WRITTEN REQUEST. Write out every line of the listing below, keeping each one exactly the same as it appears.

Collected data entries
* * * *

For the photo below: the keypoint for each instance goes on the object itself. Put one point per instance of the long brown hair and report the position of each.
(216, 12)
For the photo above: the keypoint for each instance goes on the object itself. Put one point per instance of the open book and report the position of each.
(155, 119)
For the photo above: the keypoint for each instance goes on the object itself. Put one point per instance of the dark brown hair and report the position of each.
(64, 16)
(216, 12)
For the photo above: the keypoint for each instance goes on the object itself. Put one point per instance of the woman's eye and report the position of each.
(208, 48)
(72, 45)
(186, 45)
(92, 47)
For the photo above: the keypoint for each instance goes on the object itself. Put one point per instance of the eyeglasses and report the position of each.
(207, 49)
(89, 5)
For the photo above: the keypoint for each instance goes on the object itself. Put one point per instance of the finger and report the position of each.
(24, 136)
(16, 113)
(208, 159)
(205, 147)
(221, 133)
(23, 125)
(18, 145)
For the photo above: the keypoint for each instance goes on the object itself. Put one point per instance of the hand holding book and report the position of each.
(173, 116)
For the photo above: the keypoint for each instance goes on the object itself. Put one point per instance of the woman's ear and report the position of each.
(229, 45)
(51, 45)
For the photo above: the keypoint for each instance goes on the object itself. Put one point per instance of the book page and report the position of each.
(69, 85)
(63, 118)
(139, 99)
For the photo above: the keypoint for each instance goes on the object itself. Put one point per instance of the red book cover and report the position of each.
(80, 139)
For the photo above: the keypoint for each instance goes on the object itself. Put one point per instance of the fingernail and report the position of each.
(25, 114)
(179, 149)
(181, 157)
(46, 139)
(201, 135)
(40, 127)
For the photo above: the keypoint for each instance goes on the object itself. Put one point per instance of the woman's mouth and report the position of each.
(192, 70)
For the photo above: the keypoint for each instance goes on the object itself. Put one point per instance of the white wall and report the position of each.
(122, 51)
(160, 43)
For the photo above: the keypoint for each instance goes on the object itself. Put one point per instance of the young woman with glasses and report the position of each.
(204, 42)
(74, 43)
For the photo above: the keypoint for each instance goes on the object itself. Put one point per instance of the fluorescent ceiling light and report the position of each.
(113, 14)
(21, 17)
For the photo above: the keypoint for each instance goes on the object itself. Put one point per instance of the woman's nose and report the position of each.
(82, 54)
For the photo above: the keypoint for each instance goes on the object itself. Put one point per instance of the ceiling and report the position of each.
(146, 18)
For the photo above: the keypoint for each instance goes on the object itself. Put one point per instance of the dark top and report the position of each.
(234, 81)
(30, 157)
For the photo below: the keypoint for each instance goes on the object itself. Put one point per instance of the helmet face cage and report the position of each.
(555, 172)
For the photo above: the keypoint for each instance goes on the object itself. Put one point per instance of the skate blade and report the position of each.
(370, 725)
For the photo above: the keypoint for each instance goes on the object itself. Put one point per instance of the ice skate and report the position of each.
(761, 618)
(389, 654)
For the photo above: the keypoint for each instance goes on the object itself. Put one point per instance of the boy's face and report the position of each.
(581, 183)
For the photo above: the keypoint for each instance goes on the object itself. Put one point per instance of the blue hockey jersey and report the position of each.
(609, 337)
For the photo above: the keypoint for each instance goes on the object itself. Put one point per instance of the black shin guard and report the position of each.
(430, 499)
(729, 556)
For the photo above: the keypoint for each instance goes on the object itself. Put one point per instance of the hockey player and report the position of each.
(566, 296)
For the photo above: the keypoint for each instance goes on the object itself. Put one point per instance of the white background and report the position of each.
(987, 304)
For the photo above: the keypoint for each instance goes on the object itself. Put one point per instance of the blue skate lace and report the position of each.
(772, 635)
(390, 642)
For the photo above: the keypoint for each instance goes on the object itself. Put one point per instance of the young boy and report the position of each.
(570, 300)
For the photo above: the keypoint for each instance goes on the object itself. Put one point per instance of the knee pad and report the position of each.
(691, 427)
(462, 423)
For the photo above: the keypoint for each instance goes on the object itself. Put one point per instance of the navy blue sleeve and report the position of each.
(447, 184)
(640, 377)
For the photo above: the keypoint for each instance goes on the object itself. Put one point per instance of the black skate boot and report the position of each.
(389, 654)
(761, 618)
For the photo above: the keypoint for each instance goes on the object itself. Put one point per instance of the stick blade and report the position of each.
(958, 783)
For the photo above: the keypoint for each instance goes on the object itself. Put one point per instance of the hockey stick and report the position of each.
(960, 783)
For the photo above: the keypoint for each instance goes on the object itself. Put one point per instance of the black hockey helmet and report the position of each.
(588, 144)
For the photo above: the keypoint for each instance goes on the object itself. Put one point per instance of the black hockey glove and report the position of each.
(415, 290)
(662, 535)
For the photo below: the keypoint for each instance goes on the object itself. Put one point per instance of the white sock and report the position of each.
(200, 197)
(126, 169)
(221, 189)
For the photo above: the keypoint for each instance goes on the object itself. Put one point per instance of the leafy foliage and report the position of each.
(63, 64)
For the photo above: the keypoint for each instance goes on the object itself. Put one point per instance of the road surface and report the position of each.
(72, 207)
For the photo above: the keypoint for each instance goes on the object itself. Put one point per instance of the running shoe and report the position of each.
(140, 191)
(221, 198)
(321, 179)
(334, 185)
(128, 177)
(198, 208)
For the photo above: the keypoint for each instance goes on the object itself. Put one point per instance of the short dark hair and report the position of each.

* * * *

RESPONSE TO THE EXERCISE.
For the photo below: the keypoint for each instance goes on the object itself. Put one point per instance of the long brown hair and report the position of each.
(216, 12)
For the photo above: the keypoint for each instance goes on the object itself. Put one point per instance of the open book and report the position of each.
(155, 119)
For the photo above: the keypoint for each instance goes on the object itself. Put one point per instance of the dark brown hair and report the position of each.
(64, 16)
(216, 12)
For the photo above: the keypoint for each instance goes on the object itself. Put one point per instance of the woman's eye and report the position of each.
(208, 48)
(72, 45)
(186, 45)
(92, 47)
For the photo above: the keypoint for each instance goes on the object itself. Put one point per instance of the eyeglasses and report the position of each.
(207, 49)
(89, 5)
For the photo above: the keypoint for each instance goes on the object itself. Put one point per instance of the finger and report the position of each.
(24, 136)
(16, 113)
(208, 159)
(205, 147)
(221, 133)
(23, 125)
(18, 145)
For the photo above: the keypoint for each instance goes on the object itself. Put one point per instance of the hand holding book and report the position of each.
(173, 116)
For the photo above: the keypoint for each instance goes on the object itself. Put one point per instance of the woman's ear and report the position of each.
(229, 45)
(51, 45)
For the photo above: the keypoint for each instance goes on the object itself. Put one point per instance of the book page and report the position of each.
(69, 85)
(63, 118)
(139, 99)
For the photo above: the keypoint for each instance goes on the object itself. Put one point per instance of the red book cover and report the position of each.
(80, 139)
For the photo above: the keypoint for each instance goes on the object itself. Put one point per instance of the fingernail and report the position of each.
(25, 114)
(179, 149)
(181, 157)
(46, 139)
(201, 135)
(40, 127)
For the photo above: the keypoint for each instance goes on the object itself. Put one point per instance of the woman's mouth and report the position of each.
(192, 70)
For the photo above: the keypoint for each instance goes on the object itself. Put one point per instance of the white wall and report the position of each.
(122, 51)
(160, 43)
For the photo above: the keypoint for each instance goes on the object itself. Put one point per instance of the young woman with glasses and report the position of each.
(204, 42)
(74, 43)
For the photo above: the keypoint for each instance goes on the object itself. Put one point per instance of the fluorescent ceiling light and report the position of each.
(113, 14)
(21, 17)
For the photo above: the keypoint for each instance goes on the object itself. Put one point per instance of the woman's nose and report the position of each.
(82, 54)
For the photo above: the keypoint for each instance goes on the object itself. Put one point per instance of the ceiling and report the position of each.
(146, 18)
For the photo above: the keypoint for each instance goes on the object itself. Put one point per instance of the dark top and report the position of each.
(234, 81)
(30, 157)
For the photo below: the keypoint for each instance goes on the object itself. Put one point per instance of the helmet face cage and report the position of each.
(555, 172)
For the photo above: the keypoint for each instance goes on the object itself. Put one point per instance of the skate blade and report the position of each.
(370, 725)
For the photo above: the keypoint for each instance goes on the object itself. Put one point per instance of the ice skate and report the position of each.
(761, 618)
(389, 654)
For the photo above: the keypoint for each instance goes on the object itself. Put one point per instance of the boy's face and report the position of each.
(581, 183)
For the photo above: the keypoint for each instance goes on the object itself. Put one point per instance of the blue hockey jersey and report the position of each.
(609, 337)
For the photo above: the keypoint for each instance goes on the object itself. Put one point per instance of the black shin guard and report the position of each.
(430, 499)
(729, 556)
For the photo above: the keypoint for each instance goes on the object itself. Put one point per instance of the hockey player and report the position of each.
(566, 296)
For the photo above: the keypoint for each instance goes on the object itself. Put one point per instance of the white background and report the position of each.
(987, 304)
For the photo above: the keypoint for each instance goes on the object itself. Put one point per instance of the blue skate lace and report the position of each.
(772, 635)
(390, 642)
For the photo above: the keypoint for each instance goes on the object itself. Put one point per instance of the young boy and report the position of each.
(570, 300)
For the photo above: the keypoint for each instance goes on the object itself. Put one point per instance of the knee pad and report the position of each.
(691, 427)
(462, 423)
For the photo above: the keypoint for each instance goes on the object itself. Put one point per instance of the navy blue sleeve and report the position of each.
(447, 184)
(640, 377)
For the photo above: the keypoint for each instance goes on the object itself. Put one point per instance of the black skate boot and report the position of each.
(389, 654)
(761, 618)
For the photo above: the keypoint for each instance goes on the object itself. Put one point per instance of the stick blade and report the position of each.
(958, 783)
For the photo above: the keypoint for each instance goes on the object itself. Put one point per instance of the hockey stick and report the position of each.
(960, 783)
For the photo above: the keypoint for each instance goes on the object itself. Put one point per instance of the black hockey helmet and report the position of each.
(588, 144)
For the photo above: the keypoint for each instance goes on the object itself. Put one point per instance of the black hockey glove and report the position of each.
(415, 290)
(662, 535)
For the photo below: the keypoint for each instance goes on the object itself. Put one point per instance of the white sock and report the position of each.
(200, 197)
(126, 169)
(221, 189)
For the photo above: the keypoint for each instance goes on the object itself. Put one point per instance of the leafy foliage and report the position of each.
(63, 64)
For the photo above: the keypoint for each instance goes on the object itself. Put one point per instance of the road surface and report the position of each.
(72, 207)
For the photo above: the keypoint for each instance goes on the object itself. Put one point per instance of the running shoe and report the position of each.
(140, 191)
(221, 198)
(321, 179)
(334, 185)
(128, 177)
(198, 208)
For the photo above: the keypoint for each instance goes on the object itself. Put one point per instance of the short dark hair and report the position of each.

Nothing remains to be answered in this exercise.